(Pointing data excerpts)
-- Begin --

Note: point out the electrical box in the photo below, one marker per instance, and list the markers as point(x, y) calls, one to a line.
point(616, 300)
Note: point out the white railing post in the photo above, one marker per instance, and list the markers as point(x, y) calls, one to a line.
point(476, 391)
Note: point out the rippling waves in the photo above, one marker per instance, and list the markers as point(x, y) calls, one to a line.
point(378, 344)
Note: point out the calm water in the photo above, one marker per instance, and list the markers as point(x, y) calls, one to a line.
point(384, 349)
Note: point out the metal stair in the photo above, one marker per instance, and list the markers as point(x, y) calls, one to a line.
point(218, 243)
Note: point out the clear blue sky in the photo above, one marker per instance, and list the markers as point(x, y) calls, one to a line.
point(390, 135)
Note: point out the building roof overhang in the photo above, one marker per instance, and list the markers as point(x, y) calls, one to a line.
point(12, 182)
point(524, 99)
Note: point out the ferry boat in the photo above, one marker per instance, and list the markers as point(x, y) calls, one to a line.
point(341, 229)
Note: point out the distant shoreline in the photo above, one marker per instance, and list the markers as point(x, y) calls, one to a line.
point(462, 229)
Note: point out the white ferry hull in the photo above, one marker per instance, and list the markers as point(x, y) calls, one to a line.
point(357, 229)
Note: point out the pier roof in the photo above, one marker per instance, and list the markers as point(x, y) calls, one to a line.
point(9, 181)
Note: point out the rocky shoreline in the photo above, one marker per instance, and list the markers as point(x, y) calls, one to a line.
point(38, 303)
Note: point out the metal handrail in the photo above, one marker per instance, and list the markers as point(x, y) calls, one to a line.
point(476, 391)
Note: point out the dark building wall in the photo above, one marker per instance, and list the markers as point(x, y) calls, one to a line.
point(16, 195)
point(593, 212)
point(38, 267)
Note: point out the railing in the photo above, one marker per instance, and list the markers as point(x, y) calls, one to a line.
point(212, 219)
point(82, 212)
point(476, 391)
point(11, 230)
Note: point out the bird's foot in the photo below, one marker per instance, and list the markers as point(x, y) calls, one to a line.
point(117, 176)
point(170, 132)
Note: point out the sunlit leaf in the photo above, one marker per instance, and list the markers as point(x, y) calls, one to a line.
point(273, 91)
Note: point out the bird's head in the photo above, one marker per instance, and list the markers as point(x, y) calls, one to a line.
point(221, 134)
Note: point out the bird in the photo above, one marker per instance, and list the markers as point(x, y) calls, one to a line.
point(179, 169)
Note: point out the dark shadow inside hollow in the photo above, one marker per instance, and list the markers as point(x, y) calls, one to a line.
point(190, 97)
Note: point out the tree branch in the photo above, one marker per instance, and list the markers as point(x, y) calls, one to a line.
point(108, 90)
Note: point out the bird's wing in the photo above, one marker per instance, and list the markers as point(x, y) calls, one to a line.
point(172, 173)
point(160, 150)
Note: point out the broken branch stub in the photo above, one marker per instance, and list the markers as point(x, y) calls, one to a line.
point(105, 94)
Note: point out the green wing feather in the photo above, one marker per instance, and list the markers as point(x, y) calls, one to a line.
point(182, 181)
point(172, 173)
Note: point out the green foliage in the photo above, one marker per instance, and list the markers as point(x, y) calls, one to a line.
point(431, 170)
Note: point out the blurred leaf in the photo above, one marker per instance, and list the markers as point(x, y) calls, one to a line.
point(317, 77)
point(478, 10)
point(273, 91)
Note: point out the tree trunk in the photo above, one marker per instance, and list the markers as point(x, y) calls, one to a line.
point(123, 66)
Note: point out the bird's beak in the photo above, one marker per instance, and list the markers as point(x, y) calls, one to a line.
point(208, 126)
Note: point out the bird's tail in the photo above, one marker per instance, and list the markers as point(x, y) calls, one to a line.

-- End --

_Instructions for the task:_
Please write out the whole listing above again, word for word, with every line in its original order.

_Result:_
Note: point out the electrical box in the photo below, one marker per instance, and list the markers as point(x, y) calls, one to a line.
point(616, 300)
Note: point out the white railing post in the photo above, one marker per instance, and list the markers as point(x, y) calls, one to a line.
point(476, 391)
Note: point out the rippling waves in the photo above, one marker per instance, and list the markers as point(x, y) calls, one to a line.
point(378, 344)
Note: point out the calm water in the photo above, one marker per instance, and list the markers as point(x, y) calls, one to a line.
point(384, 349)
Note: point out the metal stair in the photo above, one marker per instance, and list the markers as point(x, y) calls, one to a line.
point(218, 243)
Note: point out the clear blue sky in the photo above, one marker per instance, and list the markers as point(x, y) calls, one to a line.
point(390, 135)
Note: point out the building roof overhang in the photo above, one marker per instance, and list the markers as point(x, y) calls, one to a line.
point(12, 182)
point(524, 99)
Note: point out the ferry boat in the photo above, one marker per instance, and list the markers as point(x, y) calls, one to a line.
point(341, 229)
Note: point out the distant shoreline in the photo above, one marker per instance, and list the markers as point(x, y) calls, one to a line.
point(462, 229)
Note: point out the white ferry hull in the photo above, one marker per instance, and list the markers as point(x, y) calls, one to a line.
point(357, 229)
Note: point out the pier roof in the photo above, one marker per instance, and list the markers as point(x, y) calls, one to a line.
point(9, 181)
Note: point out the rocky shoreline in the photo above, one marker per instance, and list the markers as point(x, y) calls, one to a line.
point(38, 303)
Note: point out the metal handrail in the photo above, one marker per instance, and list the markers as point(x, y) calls, one to a line.
point(476, 391)
Note: point out the dark building wall in the photo above, one marker per instance, and list the markers as point(x, y) calls, one to a line.
point(16, 195)
point(593, 212)
point(38, 267)
Note: point out the railing in the photo above, one marker per instance, and list the markers as point(x, y) calls, one to a line.
point(212, 219)
point(82, 212)
point(476, 391)
point(11, 230)
Note: point out the bird's foot in the photo below, one marker per instance, and list the markers as point(x, y) calls, one to a line.
point(117, 176)
point(170, 132)
Note: point out the sunlit leaf in the photo above, one marker per instance, and list the markers as point(x, y) calls, one to a line.
point(273, 91)
Note: point out the bird's head in the photo above, one marker per instance, and list the markers as point(x, y) calls, one to a line.
point(221, 134)
Note: point out the bird in the photo above, one marker per instance, and list the markers as point(x, y) calls, one to a line.
point(179, 169)
Note: point out the dark shadow inside hollow in the photo above, one marker per instance, and list the markers as point(x, y) calls, one to a line.
point(190, 97)
Note: point out the tree branch in the photo above, one marker per instance, and list the markers as point(x, y) calls, one to a line.
point(108, 90)
Note: point out the bird's wing in the photo above, one marker per instance, and list the markers as point(x, y) calls, one to a line.
point(172, 173)
point(160, 150)
Note: point out the broken branch stub in the photo above, one marker per instance, and list the markers as point(x, y) calls, one to a line.
point(105, 94)
Note: point out the green wing feather in the photo above, one marker per instance, and list the markers as point(x, y) calls, one to a line.
point(182, 181)
point(172, 173)
Note: point out the green foliage in the photo above, one marker per instance, and list the markers as point(x, y) calls, one to a line.
point(431, 170)
Note: point out the blurred leaf in the photo above, one marker per instance, and list the markers as point(x, y) calls, one to a line.
point(317, 77)
point(478, 10)
point(273, 91)
Note: point out the tree trunk in the photo above, one marker per instance, and list the markers as point(x, y) calls, one to a line.
point(123, 66)
Note: point out the bird's beak in the photo above, one marker per instance, and list the markers as point(x, y) calls, one to a line.
point(208, 126)
Note: point out the bird's tail in the photo above, one marker per instance, and list the markers as point(x, y) calls, one to a line.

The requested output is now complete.